--- Your assignment ---
Output every record word for word.
== Materials provided ==
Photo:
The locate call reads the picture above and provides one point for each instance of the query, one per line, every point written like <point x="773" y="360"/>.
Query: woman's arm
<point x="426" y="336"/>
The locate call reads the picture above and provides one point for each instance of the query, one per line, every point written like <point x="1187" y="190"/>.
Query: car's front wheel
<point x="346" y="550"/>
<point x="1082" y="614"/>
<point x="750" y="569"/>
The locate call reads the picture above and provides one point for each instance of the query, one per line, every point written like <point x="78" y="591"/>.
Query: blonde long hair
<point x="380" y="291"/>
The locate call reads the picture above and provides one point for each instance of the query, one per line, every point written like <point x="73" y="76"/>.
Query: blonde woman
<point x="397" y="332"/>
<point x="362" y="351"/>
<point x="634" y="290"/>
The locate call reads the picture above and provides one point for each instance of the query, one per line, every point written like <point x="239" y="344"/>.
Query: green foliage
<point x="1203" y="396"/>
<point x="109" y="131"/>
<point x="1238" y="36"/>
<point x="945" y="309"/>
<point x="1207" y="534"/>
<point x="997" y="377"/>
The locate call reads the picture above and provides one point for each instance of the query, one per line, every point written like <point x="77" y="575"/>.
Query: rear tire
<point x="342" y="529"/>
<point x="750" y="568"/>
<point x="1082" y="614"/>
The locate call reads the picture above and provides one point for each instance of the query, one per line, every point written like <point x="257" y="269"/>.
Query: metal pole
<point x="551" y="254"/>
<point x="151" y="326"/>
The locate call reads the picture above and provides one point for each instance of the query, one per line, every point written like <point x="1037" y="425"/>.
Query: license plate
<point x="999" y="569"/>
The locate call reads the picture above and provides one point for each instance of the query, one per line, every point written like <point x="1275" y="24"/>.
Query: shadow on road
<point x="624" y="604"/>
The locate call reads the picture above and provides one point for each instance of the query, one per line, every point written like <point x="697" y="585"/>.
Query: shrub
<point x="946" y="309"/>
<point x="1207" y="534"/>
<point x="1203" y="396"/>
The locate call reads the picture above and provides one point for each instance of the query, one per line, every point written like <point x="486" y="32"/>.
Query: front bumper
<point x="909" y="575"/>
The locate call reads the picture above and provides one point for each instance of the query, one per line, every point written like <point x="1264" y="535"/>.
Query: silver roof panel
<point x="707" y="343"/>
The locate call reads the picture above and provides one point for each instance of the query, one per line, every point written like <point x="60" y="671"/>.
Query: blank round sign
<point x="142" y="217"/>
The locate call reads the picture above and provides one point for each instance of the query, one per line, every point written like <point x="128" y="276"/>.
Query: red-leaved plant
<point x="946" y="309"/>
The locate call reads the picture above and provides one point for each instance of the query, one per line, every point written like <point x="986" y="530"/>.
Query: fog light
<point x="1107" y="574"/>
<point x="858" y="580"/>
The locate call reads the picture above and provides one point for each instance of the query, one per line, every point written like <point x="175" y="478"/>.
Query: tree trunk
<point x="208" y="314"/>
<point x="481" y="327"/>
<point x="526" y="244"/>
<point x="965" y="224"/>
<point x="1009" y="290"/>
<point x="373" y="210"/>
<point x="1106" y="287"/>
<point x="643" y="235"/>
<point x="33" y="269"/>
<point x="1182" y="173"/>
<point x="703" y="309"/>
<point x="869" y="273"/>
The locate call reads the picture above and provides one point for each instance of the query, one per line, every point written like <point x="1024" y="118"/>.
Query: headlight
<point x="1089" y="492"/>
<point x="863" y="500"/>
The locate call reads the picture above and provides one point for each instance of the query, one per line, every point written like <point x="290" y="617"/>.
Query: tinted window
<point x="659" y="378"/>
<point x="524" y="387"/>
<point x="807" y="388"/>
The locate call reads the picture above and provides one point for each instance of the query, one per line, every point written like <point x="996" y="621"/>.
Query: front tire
===
--- Answer to this exercise ---
Photo:
The locate call reads the picture above and provides one point for each instance of the query, one per line, every point written like <point x="773" y="360"/>.
Query: woman's arm
<point x="426" y="336"/>
The locate call reads the picture above and provides one point for each instance of the query, one per line, every point written like <point x="1187" y="190"/>.
Query: car's front wheel
<point x="346" y="550"/>
<point x="1082" y="614"/>
<point x="750" y="569"/>
The locate call reads the picture above and provides one point for each instance of the query, one per line, every point written like <point x="78" y="591"/>.
Query: blonde long hair
<point x="380" y="291"/>
The locate call reads the picture above and provides one point for each instance of the query, one per line, every point written like <point x="73" y="76"/>.
Query: blonde woman
<point x="397" y="332"/>
<point x="362" y="351"/>
<point x="634" y="290"/>
The locate call reads the picture above and provides one point for each instance of the query, one per line, every point written like <point x="239" y="344"/>.
Query: green foliage
<point x="1203" y="396"/>
<point x="109" y="131"/>
<point x="1238" y="36"/>
<point x="945" y="309"/>
<point x="1207" y="534"/>
<point x="997" y="377"/>
The locate call reads the picture above and provides one point for each instance of the query, one per line, every point written like <point x="77" y="575"/>.
Query: rear tire
<point x="342" y="529"/>
<point x="750" y="568"/>
<point x="1082" y="614"/>
The locate call reads the picture above and provides one point for each instance of the query, one per line, every point written like <point x="257" y="269"/>.
Query: metal pole
<point x="551" y="254"/>
<point x="151" y="326"/>
The locate call reads the picture above and provides one point for each instance of the query, one per line, every point written like <point x="1037" y="425"/>.
Query: license plate
<point x="999" y="569"/>
The locate call reads the picture above and provides one point for each instance of the query, one per line, every point written like <point x="1275" y="24"/>.
Query: shadow on road
<point x="624" y="604"/>
The locate call reads the picture above and provides one point for each instance of the query, one per line, every point written like <point x="697" y="585"/>.
Query: shrub
<point x="946" y="309"/>
<point x="1207" y="534"/>
<point x="1203" y="396"/>
The locate call reads the picture above and provides one point for each instance of the query, one per line, every point written like <point x="486" y="32"/>.
Query: front bumper
<point x="909" y="575"/>
The locate call reads the picture above and provides one point for each instance of the query, one per line, every point written like <point x="1264" y="535"/>.
Query: silver roof panel
<point x="707" y="343"/>
The locate call reads the picture above and provides one point for each instance of the query, one per line, every point written like <point x="60" y="671"/>.
Query: blank round sign
<point x="142" y="217"/>
The locate call reads the picture above and provides one point for each instance of the query, one per line, every point written like <point x="128" y="276"/>.
Query: red-leaved plant
<point x="946" y="309"/>
The locate call reads the picture above and provides one point for each instance of the query, one per line, every point written like <point x="986" y="530"/>.
Query: fog light
<point x="1107" y="574"/>
<point x="858" y="580"/>
The locate call reads the picture above and provides one point for each instance of the query, one per line, every point written like <point x="175" y="478"/>.
Query: tree trunk
<point x="208" y="314"/>
<point x="481" y="327"/>
<point x="526" y="244"/>
<point x="965" y="224"/>
<point x="1009" y="290"/>
<point x="373" y="210"/>
<point x="1106" y="287"/>
<point x="643" y="235"/>
<point x="33" y="269"/>
<point x="1182" y="173"/>
<point x="703" y="309"/>
<point x="869" y="273"/>
The locate call reads the picture above and provides one point for each instance of the query, one per line, every point written like <point x="1024" y="118"/>.
Query: headlight
<point x="1089" y="492"/>
<point x="863" y="500"/>
The locate call reads the picture above and provides one point for each instance of the query, one per line, every point written like <point x="290" y="617"/>.
Query: tinted window
<point x="659" y="378"/>
<point x="524" y="387"/>
<point x="807" y="388"/>
The locate call reads the picture above and provides one point for each instance of the query, one per line, every point written like <point x="996" y="621"/>.
Query: front tire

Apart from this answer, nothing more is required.